- _Work required_
Output everything from the line containing "Sample: x=7, y=95." down to the line containing "x=397, y=43", both included, as a JSON list of strings with one string per line and any blank lines left out.

Position annotation records:

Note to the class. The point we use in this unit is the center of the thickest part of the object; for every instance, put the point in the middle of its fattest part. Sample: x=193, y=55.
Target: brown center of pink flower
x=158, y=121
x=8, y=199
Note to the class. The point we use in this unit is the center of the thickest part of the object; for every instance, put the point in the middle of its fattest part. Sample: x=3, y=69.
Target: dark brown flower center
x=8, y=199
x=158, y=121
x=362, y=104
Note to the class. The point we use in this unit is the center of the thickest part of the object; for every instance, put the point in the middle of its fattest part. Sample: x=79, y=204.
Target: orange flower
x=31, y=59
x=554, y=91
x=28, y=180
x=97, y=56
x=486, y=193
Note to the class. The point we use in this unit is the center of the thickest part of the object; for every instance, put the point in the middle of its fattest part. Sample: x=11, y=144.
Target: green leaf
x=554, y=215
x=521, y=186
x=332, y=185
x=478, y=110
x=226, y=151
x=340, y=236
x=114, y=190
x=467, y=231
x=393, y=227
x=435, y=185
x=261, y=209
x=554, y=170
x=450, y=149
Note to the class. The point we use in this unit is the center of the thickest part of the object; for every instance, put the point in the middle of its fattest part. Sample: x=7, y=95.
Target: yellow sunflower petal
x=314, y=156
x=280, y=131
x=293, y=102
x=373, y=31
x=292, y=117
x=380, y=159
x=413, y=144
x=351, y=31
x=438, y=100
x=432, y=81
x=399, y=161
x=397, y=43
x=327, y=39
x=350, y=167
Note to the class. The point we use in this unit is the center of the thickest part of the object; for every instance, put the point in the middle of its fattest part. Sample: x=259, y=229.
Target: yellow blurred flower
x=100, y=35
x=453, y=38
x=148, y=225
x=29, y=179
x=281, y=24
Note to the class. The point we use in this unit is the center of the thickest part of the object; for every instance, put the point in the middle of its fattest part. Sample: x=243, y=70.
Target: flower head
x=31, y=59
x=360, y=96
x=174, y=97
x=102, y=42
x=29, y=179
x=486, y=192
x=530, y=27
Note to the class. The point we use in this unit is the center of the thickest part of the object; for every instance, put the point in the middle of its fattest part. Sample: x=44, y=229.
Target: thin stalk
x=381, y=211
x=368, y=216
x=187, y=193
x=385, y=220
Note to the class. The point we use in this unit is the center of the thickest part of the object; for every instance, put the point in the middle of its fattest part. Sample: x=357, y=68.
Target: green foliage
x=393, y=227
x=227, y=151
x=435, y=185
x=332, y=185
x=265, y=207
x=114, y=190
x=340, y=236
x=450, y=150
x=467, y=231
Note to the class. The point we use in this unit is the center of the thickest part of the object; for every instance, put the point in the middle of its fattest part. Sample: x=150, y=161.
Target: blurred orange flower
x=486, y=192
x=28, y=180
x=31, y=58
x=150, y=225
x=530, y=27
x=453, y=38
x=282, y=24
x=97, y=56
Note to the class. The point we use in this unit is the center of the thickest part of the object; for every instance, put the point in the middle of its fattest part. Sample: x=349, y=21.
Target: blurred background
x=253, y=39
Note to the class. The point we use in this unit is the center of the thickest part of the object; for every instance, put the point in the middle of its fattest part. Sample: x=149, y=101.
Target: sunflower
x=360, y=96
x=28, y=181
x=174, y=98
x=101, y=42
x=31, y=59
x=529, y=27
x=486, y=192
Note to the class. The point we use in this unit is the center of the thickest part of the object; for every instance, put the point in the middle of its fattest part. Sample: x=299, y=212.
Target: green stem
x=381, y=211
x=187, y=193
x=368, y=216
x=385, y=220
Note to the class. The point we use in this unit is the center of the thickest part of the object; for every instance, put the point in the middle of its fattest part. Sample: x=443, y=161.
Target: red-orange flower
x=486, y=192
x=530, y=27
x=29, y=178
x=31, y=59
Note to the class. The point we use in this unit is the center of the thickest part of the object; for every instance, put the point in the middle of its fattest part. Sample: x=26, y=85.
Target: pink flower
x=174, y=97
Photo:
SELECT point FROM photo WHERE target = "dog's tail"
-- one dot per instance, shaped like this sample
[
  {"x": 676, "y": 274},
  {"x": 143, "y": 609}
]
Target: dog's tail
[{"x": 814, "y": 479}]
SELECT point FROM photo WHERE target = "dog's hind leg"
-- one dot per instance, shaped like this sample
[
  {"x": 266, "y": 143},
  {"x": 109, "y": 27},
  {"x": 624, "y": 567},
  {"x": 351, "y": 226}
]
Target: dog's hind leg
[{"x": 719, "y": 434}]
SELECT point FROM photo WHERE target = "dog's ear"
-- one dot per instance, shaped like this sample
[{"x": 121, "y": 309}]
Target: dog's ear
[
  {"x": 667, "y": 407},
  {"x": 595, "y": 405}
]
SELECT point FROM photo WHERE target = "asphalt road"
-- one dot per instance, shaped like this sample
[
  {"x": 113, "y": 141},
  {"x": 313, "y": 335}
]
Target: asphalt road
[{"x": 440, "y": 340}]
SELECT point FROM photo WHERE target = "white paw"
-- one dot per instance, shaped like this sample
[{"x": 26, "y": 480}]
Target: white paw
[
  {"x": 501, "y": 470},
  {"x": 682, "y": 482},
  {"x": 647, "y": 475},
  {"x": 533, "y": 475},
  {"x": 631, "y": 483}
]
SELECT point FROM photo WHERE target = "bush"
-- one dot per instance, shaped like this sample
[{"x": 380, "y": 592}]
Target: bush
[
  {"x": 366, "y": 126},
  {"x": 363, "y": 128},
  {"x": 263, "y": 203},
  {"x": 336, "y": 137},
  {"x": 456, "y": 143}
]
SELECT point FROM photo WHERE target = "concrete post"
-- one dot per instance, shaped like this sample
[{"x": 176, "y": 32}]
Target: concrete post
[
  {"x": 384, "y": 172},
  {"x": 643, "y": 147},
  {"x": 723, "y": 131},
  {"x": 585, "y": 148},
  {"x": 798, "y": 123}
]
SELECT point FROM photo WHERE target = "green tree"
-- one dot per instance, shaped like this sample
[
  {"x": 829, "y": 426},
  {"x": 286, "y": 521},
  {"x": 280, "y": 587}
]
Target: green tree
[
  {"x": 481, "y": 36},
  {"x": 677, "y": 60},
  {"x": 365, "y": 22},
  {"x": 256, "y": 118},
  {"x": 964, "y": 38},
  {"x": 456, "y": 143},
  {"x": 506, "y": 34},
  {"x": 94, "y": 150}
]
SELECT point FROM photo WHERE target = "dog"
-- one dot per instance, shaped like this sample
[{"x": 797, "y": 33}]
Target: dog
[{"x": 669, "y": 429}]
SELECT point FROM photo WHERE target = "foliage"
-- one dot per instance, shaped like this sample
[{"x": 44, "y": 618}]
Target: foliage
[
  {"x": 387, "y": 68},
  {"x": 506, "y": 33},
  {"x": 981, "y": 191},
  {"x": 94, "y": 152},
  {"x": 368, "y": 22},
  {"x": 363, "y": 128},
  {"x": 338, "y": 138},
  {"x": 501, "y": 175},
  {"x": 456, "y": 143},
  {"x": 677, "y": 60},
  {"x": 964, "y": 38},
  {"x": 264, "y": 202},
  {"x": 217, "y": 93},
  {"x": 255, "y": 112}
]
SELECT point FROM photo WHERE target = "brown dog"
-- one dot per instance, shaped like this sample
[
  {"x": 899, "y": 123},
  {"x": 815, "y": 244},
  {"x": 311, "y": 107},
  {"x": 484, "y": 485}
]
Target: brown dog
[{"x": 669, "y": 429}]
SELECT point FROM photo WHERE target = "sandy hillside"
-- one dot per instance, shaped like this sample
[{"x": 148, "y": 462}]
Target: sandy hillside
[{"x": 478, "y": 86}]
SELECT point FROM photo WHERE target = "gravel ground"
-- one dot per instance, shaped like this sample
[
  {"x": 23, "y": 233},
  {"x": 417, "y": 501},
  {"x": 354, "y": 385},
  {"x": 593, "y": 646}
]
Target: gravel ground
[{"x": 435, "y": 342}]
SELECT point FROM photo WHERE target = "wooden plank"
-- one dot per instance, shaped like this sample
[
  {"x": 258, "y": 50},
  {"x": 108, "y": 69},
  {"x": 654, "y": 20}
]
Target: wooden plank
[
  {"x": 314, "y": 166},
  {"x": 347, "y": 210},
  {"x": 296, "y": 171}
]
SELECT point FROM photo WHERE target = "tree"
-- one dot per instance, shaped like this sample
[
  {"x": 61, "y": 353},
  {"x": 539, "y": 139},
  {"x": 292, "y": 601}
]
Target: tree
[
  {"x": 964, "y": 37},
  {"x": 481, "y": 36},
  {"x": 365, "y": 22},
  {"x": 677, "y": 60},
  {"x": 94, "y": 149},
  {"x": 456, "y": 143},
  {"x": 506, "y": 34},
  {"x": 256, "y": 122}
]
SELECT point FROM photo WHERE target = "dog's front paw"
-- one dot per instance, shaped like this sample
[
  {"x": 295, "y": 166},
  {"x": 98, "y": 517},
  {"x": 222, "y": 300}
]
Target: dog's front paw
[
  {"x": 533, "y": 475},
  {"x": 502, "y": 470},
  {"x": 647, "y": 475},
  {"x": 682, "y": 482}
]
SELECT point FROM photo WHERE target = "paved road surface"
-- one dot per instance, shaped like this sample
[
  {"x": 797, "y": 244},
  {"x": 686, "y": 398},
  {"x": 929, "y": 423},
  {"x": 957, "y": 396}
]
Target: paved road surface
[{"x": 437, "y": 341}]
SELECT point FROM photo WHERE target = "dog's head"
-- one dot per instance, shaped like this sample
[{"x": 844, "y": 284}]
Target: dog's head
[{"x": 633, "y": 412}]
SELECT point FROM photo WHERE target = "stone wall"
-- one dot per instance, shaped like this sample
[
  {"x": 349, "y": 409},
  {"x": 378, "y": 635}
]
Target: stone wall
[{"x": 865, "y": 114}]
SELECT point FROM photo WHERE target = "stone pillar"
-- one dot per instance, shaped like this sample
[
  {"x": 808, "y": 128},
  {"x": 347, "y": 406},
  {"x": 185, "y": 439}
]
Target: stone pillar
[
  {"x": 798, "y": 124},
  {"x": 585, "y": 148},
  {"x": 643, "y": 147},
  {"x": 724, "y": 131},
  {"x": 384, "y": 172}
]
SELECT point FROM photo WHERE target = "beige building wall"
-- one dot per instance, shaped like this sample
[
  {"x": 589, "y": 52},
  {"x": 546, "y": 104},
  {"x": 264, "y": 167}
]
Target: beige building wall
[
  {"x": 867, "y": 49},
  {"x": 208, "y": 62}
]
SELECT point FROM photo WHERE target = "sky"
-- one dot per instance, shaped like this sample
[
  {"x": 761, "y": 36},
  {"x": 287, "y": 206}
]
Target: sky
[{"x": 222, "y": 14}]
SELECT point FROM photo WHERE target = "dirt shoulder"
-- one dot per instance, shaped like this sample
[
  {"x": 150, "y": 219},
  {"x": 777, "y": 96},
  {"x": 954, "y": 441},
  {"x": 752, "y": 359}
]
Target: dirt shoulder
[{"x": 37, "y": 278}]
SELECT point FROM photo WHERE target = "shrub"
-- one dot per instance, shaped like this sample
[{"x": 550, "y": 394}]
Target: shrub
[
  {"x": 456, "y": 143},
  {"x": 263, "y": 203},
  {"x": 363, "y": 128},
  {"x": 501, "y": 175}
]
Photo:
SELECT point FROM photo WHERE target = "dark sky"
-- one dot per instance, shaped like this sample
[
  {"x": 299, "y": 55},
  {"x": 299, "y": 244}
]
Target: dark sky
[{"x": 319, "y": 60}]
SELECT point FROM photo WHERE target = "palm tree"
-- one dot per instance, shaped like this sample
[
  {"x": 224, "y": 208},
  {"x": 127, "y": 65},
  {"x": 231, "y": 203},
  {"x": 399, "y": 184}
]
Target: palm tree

- _Response to the exercise_
[
  "Note to the class. The point we use in this unit is the center of the thickest part of the object; for every instance, put the point in the middle of its fattest part. Sample: x=7, y=95.",
  "Target: yellow sunflower petal",
  "x=314, y=156",
  "x=280, y=131",
  "x=293, y=102",
  "x=373, y=31",
  "x=292, y=117",
  "x=380, y=159",
  "x=413, y=144",
  "x=351, y=31",
  "x=438, y=100",
  "x=432, y=81",
  "x=399, y=161",
  "x=397, y=43"
]